Stated problem:
Write out everything from the line containing "of the dark" down to the line containing "x=184, y=49" in the records below, request lines included. Shift every coordinate by adding 29 to it.
--
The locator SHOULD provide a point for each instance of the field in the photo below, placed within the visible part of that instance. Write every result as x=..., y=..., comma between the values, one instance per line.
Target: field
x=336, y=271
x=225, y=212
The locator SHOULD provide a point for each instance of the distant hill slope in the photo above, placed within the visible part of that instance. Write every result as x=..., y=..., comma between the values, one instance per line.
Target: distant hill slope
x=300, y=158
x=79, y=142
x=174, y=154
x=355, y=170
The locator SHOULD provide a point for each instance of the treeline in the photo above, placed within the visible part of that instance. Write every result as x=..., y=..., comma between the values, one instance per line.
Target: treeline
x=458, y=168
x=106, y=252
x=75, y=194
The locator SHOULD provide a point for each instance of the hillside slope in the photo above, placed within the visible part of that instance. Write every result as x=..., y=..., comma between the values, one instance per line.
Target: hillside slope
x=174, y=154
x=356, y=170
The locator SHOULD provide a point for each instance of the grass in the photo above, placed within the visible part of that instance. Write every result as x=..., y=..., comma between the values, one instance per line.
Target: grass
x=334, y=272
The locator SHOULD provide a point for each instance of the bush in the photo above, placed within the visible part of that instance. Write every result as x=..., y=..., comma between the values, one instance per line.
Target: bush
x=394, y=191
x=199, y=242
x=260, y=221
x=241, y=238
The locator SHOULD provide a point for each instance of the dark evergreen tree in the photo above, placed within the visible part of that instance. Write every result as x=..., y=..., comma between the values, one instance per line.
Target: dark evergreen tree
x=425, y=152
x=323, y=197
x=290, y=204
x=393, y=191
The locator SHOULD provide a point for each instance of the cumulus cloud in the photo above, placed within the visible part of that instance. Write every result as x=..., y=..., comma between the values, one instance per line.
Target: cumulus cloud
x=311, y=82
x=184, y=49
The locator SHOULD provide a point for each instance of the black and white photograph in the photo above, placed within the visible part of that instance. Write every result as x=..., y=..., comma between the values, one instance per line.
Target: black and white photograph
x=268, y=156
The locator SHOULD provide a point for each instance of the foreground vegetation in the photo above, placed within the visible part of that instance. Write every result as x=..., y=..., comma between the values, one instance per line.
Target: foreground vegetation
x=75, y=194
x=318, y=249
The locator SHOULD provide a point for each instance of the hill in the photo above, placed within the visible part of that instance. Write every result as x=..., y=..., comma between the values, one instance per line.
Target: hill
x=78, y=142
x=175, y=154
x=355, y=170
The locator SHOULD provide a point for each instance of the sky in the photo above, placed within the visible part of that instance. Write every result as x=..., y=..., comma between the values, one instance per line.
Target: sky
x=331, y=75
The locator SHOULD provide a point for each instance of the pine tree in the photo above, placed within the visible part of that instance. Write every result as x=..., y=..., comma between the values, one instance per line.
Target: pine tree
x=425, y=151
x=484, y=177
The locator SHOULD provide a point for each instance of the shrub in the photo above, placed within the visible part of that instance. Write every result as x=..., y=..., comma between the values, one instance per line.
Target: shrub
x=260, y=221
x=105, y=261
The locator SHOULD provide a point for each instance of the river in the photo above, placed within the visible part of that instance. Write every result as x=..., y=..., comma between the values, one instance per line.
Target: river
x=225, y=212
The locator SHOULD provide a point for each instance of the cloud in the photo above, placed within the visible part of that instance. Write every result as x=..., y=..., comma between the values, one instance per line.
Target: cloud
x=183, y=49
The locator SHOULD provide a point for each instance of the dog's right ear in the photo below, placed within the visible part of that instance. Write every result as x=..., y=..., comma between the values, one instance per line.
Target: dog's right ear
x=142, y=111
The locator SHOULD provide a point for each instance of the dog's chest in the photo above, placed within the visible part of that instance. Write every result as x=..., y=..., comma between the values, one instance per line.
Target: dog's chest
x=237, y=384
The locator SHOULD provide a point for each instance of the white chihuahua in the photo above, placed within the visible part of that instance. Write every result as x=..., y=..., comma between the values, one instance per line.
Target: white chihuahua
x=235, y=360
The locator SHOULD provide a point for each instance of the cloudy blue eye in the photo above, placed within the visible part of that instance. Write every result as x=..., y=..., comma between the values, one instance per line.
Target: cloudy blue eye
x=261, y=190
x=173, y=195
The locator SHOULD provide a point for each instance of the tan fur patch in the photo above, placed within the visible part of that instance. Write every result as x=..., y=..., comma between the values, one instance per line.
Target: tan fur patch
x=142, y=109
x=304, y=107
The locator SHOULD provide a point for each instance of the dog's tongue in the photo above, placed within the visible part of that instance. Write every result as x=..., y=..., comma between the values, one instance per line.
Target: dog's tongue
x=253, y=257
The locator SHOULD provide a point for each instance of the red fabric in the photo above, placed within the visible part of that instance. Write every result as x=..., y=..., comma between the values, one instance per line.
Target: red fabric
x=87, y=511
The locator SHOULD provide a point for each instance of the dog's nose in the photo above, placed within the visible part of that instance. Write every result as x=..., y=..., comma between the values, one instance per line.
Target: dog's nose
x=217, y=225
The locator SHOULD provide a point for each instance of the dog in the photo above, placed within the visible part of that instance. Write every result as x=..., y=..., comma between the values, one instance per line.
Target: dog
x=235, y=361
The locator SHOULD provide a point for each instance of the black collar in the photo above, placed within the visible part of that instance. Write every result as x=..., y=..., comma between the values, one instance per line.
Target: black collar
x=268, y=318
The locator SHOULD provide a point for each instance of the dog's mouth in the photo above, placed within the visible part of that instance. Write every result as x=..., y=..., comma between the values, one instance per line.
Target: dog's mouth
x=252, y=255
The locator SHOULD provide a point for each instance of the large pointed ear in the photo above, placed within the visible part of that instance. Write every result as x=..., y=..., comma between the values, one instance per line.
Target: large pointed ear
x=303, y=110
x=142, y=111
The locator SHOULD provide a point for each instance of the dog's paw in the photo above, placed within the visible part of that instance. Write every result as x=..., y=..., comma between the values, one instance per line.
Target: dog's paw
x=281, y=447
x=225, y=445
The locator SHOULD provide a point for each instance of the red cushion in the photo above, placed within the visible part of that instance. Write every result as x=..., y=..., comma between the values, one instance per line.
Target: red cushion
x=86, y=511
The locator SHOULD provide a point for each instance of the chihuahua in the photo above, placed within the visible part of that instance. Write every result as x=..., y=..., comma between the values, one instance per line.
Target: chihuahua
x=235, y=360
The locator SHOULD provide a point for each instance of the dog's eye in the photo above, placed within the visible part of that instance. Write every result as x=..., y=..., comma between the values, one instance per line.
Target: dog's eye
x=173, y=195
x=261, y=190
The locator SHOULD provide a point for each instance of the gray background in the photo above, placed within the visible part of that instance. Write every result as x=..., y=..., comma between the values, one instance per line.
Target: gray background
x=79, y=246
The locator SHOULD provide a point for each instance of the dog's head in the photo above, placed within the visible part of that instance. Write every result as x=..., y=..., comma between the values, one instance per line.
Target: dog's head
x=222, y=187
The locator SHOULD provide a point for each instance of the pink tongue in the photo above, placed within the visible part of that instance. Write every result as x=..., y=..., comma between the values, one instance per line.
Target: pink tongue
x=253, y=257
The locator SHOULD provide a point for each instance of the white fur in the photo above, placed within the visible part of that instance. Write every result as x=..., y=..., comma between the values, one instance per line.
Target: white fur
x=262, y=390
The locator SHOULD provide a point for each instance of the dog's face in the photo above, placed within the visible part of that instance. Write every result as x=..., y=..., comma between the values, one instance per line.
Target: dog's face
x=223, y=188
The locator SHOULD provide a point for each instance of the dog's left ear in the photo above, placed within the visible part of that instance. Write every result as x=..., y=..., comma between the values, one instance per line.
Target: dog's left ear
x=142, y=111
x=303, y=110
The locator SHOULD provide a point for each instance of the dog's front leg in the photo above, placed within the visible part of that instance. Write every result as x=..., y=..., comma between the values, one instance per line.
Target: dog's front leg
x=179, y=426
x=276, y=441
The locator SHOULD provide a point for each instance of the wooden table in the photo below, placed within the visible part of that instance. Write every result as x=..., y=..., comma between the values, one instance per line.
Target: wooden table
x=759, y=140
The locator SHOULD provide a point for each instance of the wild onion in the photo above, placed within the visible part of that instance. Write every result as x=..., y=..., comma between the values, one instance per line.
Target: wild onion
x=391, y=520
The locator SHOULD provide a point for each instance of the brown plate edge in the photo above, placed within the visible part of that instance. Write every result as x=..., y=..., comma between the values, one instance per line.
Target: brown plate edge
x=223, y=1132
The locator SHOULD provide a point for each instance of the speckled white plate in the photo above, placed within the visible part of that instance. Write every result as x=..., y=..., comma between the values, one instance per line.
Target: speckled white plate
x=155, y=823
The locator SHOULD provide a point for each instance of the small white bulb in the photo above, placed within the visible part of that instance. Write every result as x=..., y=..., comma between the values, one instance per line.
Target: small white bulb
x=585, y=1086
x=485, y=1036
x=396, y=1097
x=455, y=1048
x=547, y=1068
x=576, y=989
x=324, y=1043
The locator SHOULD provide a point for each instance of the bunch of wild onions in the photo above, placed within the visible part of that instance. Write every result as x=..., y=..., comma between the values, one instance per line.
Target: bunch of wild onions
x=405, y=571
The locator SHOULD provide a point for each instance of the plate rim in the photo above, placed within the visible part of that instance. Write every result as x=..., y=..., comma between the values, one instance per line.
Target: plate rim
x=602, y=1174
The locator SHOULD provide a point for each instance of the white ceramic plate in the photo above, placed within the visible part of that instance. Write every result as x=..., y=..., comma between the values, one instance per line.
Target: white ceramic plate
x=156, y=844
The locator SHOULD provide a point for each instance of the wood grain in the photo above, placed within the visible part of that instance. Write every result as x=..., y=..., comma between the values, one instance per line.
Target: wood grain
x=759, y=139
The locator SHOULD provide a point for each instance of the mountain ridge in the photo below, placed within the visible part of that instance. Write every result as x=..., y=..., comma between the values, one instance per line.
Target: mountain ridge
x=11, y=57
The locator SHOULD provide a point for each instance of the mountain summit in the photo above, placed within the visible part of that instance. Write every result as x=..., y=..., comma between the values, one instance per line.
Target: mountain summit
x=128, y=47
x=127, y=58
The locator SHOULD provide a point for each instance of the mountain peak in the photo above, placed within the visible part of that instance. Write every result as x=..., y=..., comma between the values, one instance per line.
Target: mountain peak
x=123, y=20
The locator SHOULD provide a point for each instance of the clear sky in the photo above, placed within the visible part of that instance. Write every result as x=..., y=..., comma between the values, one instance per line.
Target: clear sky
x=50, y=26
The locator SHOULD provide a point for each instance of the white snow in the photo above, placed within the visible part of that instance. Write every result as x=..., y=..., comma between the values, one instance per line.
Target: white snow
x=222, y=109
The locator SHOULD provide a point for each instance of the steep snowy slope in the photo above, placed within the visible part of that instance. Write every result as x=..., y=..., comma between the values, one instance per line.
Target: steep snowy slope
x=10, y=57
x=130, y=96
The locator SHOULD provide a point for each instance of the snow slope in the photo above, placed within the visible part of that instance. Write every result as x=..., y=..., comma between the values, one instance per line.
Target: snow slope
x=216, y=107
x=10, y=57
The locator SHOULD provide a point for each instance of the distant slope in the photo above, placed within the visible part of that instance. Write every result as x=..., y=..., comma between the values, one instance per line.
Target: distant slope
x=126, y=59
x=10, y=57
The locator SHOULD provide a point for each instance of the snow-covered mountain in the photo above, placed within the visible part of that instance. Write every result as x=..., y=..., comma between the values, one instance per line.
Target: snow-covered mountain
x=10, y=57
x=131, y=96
--
Task result:
The locator SHOULD provide a point for each instance of the dark evergreen tree in the photo above, placed within the visible part of that instance. Write every result as x=..., y=..., comma between the values, one instance per line.
Target: dark evergreen tree
x=454, y=181
x=352, y=226
x=319, y=233
x=422, y=220
The locator SHOULD provide a point for each instance of the cumulus cloud in the photo above, placed within the visible part of that instance. Write every result as x=..., y=..., comma between the values, one instance per line.
Target: cumulus cloud
x=340, y=111
x=213, y=78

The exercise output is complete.